EXERCISE TASK:
Count the lines in the items below that contain the word "dark", and reply with only that number.

>> begin DATASET ROWS

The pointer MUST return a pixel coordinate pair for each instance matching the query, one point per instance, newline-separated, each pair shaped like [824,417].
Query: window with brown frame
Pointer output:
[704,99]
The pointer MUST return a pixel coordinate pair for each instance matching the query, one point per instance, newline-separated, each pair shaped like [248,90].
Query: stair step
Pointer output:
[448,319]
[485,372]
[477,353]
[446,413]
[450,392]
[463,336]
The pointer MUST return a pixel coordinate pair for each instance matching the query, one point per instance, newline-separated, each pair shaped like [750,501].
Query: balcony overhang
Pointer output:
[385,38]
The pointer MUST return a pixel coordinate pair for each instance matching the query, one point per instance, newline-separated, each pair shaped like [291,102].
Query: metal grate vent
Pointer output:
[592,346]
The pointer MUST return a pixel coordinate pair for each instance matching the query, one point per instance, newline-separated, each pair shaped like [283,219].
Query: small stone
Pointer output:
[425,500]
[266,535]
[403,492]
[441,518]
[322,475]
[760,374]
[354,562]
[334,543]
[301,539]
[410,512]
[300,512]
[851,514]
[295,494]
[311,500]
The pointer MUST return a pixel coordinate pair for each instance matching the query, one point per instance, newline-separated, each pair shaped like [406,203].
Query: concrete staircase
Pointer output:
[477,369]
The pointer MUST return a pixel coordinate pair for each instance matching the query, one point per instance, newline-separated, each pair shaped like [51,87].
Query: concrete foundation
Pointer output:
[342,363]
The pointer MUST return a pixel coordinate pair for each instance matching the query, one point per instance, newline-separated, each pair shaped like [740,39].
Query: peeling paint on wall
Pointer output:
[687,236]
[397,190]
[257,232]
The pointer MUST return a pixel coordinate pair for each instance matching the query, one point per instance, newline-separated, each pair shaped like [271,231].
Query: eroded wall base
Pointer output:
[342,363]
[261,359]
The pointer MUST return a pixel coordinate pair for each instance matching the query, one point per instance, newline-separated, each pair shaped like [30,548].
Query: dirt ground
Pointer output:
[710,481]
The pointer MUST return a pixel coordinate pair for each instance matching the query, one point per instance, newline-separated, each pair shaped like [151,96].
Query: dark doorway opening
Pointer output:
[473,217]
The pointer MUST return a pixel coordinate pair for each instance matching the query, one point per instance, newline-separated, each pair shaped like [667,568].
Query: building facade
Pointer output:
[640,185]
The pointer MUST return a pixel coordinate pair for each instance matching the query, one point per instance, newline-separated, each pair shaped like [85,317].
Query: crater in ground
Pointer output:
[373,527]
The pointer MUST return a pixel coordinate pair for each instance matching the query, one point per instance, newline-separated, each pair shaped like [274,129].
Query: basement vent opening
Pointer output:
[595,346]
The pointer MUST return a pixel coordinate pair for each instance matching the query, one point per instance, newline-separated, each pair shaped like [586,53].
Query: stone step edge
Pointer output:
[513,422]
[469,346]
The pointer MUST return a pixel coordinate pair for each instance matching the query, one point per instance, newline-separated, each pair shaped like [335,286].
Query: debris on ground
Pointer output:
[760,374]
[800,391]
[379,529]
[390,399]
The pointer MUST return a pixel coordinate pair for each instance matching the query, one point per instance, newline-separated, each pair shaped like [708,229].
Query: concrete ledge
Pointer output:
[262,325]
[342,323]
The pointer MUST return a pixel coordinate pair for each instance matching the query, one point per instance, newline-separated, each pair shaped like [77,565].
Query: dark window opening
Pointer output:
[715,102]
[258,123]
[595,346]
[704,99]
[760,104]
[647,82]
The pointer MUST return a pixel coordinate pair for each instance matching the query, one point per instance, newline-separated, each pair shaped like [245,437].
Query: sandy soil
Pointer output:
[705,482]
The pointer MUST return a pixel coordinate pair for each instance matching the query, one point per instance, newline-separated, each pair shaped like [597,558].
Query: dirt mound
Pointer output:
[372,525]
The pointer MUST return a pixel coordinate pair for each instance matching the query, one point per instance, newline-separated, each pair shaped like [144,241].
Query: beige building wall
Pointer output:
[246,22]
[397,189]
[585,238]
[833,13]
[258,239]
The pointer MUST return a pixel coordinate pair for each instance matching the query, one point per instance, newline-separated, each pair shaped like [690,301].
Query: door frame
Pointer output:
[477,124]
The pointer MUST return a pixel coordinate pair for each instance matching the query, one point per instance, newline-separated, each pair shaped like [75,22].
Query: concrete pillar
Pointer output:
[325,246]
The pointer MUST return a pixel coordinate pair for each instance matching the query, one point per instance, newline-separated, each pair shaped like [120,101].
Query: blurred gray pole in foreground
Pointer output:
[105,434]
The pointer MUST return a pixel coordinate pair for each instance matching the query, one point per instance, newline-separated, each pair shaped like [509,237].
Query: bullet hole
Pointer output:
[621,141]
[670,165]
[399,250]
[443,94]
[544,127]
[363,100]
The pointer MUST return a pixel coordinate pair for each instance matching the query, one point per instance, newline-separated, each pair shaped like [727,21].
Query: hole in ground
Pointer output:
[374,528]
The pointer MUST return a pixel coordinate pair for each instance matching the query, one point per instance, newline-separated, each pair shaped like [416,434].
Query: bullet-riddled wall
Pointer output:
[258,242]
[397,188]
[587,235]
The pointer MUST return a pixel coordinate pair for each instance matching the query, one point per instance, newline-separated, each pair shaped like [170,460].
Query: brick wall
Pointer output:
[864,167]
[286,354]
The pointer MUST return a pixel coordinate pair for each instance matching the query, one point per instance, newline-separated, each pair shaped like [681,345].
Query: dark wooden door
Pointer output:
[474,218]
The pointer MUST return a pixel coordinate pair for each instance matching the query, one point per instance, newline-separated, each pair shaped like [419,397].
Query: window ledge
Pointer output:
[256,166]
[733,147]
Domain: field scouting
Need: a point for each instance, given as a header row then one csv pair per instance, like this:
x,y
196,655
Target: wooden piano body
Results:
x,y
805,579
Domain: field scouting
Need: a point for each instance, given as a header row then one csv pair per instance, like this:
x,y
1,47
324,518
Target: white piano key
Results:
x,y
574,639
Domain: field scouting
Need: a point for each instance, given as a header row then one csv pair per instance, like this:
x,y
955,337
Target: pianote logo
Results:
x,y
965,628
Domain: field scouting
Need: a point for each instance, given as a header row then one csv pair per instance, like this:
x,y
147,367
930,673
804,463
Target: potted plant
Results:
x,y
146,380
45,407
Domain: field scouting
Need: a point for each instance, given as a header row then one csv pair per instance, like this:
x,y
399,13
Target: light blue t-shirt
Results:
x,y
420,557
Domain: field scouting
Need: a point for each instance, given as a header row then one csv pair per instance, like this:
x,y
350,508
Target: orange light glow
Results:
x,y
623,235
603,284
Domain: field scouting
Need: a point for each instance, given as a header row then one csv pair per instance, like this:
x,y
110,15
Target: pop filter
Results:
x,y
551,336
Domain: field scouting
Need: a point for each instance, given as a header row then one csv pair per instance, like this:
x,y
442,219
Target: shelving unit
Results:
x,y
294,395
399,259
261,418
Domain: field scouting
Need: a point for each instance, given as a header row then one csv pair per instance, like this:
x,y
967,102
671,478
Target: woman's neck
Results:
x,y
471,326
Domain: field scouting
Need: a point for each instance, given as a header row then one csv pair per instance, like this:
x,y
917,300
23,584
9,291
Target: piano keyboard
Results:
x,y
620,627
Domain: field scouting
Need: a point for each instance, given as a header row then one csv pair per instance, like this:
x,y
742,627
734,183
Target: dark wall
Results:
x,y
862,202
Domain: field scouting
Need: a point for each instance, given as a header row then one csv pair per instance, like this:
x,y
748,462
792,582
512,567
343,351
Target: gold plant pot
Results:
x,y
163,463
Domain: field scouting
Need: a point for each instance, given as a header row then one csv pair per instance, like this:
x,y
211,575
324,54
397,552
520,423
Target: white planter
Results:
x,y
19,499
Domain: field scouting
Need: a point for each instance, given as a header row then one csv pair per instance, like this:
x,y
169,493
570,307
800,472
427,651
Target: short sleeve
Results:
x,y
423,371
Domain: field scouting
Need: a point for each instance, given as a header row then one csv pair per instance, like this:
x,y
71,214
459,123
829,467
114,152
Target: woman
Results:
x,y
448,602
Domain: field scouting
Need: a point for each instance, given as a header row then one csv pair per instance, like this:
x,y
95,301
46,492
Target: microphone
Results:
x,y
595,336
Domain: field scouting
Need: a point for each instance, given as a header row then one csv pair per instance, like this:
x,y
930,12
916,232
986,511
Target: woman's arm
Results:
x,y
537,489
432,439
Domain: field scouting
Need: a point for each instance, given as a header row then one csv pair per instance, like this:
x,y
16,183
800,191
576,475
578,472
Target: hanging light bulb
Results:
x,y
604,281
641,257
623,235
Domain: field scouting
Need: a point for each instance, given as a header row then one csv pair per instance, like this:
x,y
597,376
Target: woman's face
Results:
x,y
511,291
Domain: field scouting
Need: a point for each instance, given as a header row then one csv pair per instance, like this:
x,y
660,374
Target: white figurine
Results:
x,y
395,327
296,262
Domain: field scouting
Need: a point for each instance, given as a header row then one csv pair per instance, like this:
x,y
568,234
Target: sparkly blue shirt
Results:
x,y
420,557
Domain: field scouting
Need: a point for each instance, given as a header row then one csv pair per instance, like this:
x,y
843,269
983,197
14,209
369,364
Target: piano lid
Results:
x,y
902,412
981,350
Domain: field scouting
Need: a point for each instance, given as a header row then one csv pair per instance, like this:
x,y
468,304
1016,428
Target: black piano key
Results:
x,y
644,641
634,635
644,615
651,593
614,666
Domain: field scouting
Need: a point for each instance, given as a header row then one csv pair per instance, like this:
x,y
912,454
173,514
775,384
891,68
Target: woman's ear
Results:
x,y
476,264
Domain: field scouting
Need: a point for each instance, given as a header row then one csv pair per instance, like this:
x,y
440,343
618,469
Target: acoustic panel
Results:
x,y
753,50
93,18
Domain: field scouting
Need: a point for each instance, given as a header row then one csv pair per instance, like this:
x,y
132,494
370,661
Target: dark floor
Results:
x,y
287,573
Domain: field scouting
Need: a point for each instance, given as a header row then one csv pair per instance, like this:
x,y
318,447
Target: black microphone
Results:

>> end DATASET ROWS

OUTPUT:
5